Allah Bux
Position
Postdoctoral fellow, Computer Vision
Affiliation
Short info
Research
Dr. Allah Bux Sargano is a Postdoctoral Research Fellow in Computer Vision at the University of Bergen. His research focuses on artificial intelligence, computer vision, machine learning, deep learning, image processing, multimodal visual analysis, explainable AI, medical imaging AI, 3D reconstruction, and sign-language video analysis.
He holds a PhD in Computer Science from Lancaster University, United Kingdom, where his doctoral research focused on vision-based human action recognition using machine learning techniques. He has more than 17 years of university-level experience in teaching, supervision, research, curriculum development, and academic service.
At the University of Bergen, Dr. Sargano contributes to the ERC-funded NON-MANUAL project. His work involves the development and evaluation of computer-vision and AI-based methods for analysing facial expressions, head movements, eye blinks, body movements, and other non-manual markers in sign-language videos.
Research
Dr. Sargano’s research is centred on the development of intelligent visual systems that can analyse, interpret, and evaluate complex visual and multimodal data. His work focuses on AI models that are robust, explainable, reproducible, and useful for real-world applications.

**Supplied data:**
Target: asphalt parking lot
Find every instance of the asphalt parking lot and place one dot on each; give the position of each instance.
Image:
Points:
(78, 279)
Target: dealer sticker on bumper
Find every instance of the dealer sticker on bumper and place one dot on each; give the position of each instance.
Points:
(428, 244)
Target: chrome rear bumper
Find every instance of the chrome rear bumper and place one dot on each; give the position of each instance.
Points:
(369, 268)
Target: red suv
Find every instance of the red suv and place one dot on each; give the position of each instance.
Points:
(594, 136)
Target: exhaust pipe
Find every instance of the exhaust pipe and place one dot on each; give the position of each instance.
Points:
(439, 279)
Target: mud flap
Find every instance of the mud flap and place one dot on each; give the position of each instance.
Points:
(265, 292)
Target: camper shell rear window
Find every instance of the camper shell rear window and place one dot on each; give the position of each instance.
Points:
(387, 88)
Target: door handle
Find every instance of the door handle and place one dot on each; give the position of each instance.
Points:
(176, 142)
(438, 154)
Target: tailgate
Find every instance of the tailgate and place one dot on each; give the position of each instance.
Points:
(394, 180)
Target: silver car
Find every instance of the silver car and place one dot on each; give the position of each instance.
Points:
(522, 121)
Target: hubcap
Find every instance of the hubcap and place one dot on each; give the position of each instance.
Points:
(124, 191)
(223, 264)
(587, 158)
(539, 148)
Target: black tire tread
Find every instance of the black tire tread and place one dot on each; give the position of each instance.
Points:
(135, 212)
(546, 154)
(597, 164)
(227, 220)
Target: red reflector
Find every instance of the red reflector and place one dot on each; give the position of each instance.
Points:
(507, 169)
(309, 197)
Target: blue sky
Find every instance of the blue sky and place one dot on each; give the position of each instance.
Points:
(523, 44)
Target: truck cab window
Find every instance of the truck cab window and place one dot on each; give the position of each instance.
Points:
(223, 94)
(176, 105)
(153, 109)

**Task 1:**
Print everything in the researcher profile from "At the University of Bergen, Dr." down to "in sign-language videos.", word for word.
**Task 2:**
In the researcher profile, what areas of university-level experience are listed?
**Task 3:**
Could you go on with the researcher profile from the point where it stops?

**Answer area 1:**
At the University of Bergen, Dr. Sargano contributes to the ERC-funded NON-MANUAL project. His work involves the development and evaluation of computer-vision and AI-based methods for analysing facial expressions, head movements, eye blinks, body movements, and other non-manual markers in sign-language videos.

**Answer area 2:**
- Teaching
- Supervision
- Research
- Curriculum development
- Academic service

**Answer area 3:**
His current research at the University of Bergen focuses on computer vision for sign-language analysis. In the NON-MANUAL project, he works on methods for detecting and analysing non-manual signals in sign-language videos, including head pose, facial movement, eye blinks, and body-related visual features. This work combines computer vision, deep learning, multimodal data analysis, linguistics, and empirical evaluation.
His broader research covers human activity recognition, video understanding, anomaly detection, surveillance analytics, medical-image classification and segmentation, hyperspectral image classification, multimodal emotion and sentiment analysis, and single-view 3D reconstruction. Across these areas, his research emphasises careful experimental design, robust model development, reproducibility, and practical relevance.
Dr. Sargano has published in international journals and conferences in artificial intelligence, computer vision, image processing, multimedia analysis, medical AI, hyperspectral imaging, and visual recognition. His research aims to contribute to reliable AI systems that support human interpretation, decision-making, and interdisciplinary research.
Research interests
- Artificial intelligence and machine learning
- Computer vision and image processing
- Deep learning and explainable AI
- Multimodal visual analysis
- Sign-language video analysis
- Human activity and action recognition
- Head-pose estimation and blink detection
- Medical imaging AI
- 3D reconstruction and depth estimation
- Hyperspectral image classification
- Video surveillance and anomaly detection
- Robust and trustworthy intelligent systems
Teaching
Dr. Sargano has more than 17 years of teaching experience in computer science and artificial intelligence at undergraduate and postgraduate levels. He has taught courses in Artificial Intelligence, Machine Learning, Deep Learning, Computer Vision, Image Processing, Advanced Topics in Neural Networks, Programming, Object-Oriented Programming, Data Structures, Software Engineering, and Operating Systems.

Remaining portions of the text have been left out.